# What is required
Report each line of the records below that contains the string "bounding", copying every matching line in full. Matches are case-sensitive.

# Recorded information

____________

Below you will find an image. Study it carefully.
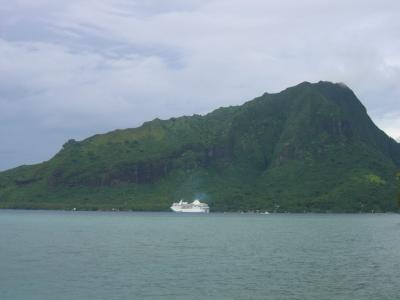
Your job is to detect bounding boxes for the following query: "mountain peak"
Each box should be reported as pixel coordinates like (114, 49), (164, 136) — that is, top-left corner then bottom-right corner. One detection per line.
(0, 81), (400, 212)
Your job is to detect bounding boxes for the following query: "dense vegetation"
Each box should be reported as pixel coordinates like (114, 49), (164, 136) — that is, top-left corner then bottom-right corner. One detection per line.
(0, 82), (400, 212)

____________

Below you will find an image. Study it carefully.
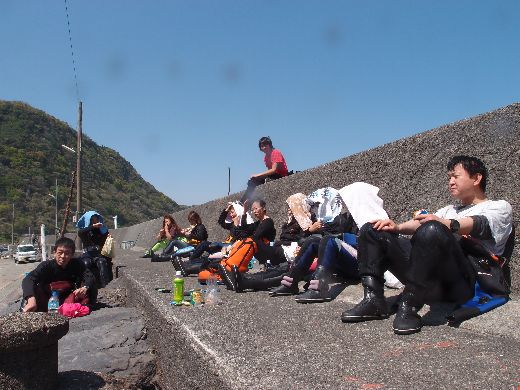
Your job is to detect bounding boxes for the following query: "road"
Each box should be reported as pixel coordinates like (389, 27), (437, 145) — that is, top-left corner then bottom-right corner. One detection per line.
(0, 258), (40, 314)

____________

# Solution
Your job is to detect bounding boxes for the following query: "mountain peak"
Your job is to detect bounding boxes for the following query: "dense vegetation"
Your job is to detect bounding boxes for the following query: "road"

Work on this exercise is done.